In the previous section, we translated from unsafe constructs to the mental model. The reverse translation is not always possible because the mental model is more expressive. In this section, we will look at a few options to improve this reverse translation.

Why bother improving the reverse translation

Currently, entities that care about soundness wish to review all unsafe code. For those reviews to be sustainable on code change, it is important to not trigger a review too often while still triggering each time it is needed. The current approach is to trigger a review when a file containing the unsafe keyword is modified. This is a good approximation in the sense that if files with the unsafe keyword are kept small then reviews won't trigger too often. However, it may also miss some reviews when unsafe code relies on properties outside files with the unsafe keyword.

This can happen for at least the following reasons (each described in their own sub-section below):

  • Unsafe code relies on the post-condition of a safe function.
  • Unsafe code relies on an invariant modified (and preserved) by safe functions.

Improving post-conditions

The following example would probably pass an unsafe review:

fn launder(money: Box<Money>) -> NonNull<Money> {
    let washed = Box::into_raw(money);
    // SAFETY: We know that `washed` is non-null because `Box::into_raw()` returns an aligned and
    // non-null pointer by its post-condition.
    unsafe { NonNull::new_unchecked(washed) }
}

However, if the fact that Box::into_raw() returns a non-null pointer was never meant to be a safety post-condition, then it would be safe to change its behavior to return a null pointer thus breaking unsafe code. If it was possible to correctly document which post-conditions are about safety by writing them in the safety section of the documentation, then it would be clear which properties may be relied on in unsafe code.

This is a contrived example because this function is in the standard library, and one may assume that the standard library documentation can always be relied upon in unsafe code. However, some popular crates have almost a "standard library" feel and may be similarly relied upon in unsafe code. Some of those crates are meant to move to the standard library eventually, but this shows that the frontier is not always clear and having a clear way to document and track safety post-conditions could be beneficial.

That said, it is currently possible to simulate safety post-conditions using unsafe traits, but this is a bit convoluted. For example, the following function with the mental model:

/// Writes a value to a reference and returns the previous value.
///
/// # Safety
///
/// The proof result will contain the following properties:
/// - The result value is the value within the reference before the call.
/// - The value within the reference after the call is the value parameter.
fn replace(ptr: &mut i32, val: i32) -> (i32, Proof) {
    let old = *ptr;
    *ptr = val;
    // SAFETY: The initial value of `ptr` is saved in `old` and we unconditionally overwrite it with
    // `val`.
    (old, Proof)
}

could be encoded like this:

/// Helper trait for replace.
///
/// # Safety
///
/// The method must uphold its contract.
unsafe trait ReplaceTrait {
    /// Writes a value to a reference and returns the previous value.
    fn replace(ptr: &mut i32, val: i32) -> i32;
}

/// Helper struct for replace.
///
/// Call using `<ReplaceImpl as ReplaceTrait>::replace(ptr, val)`.
struct ReplaceImpl;

// SAFETY: The initial value of `ptr` is saved in `old` and we unconditionally overwrite it with
// `val`.

####

Rewrite the passage on reviewing unsafe code from the words "fn launder(money: Box<Money>)" through "by its post-condition.", changing every "washed" to "raw".

Dataset content
####

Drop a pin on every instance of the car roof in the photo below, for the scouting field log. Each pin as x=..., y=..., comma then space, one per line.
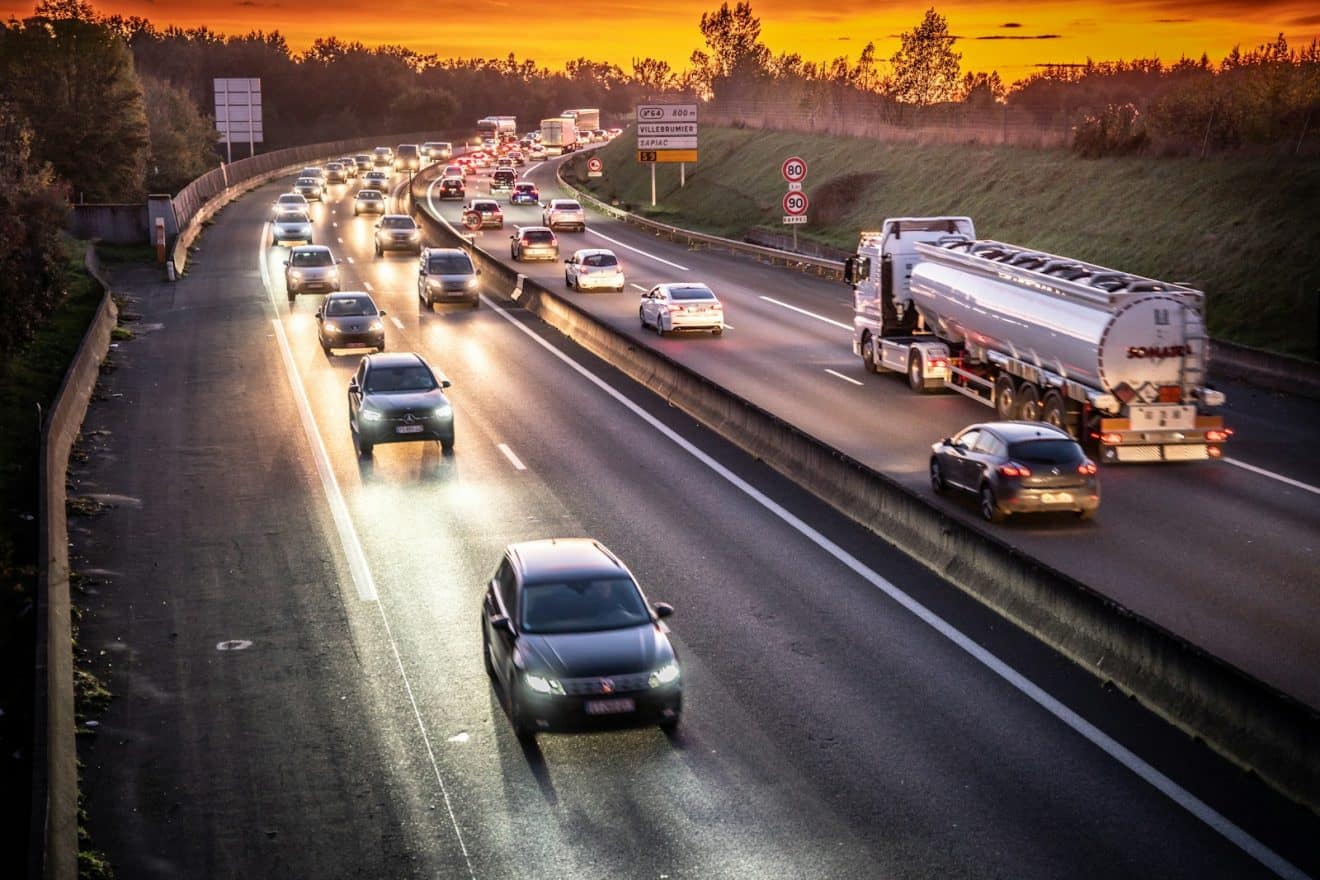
x=555, y=558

####

Task output
fn launder(money: Box<Money>) -> NonNull<Money> {
    let raw = Box::into_raw(money);
    // SAFETY: We know that `raw` is non-null because `Box::into_raw()` returns an aligned and
    // non-null pointer by its post-condition.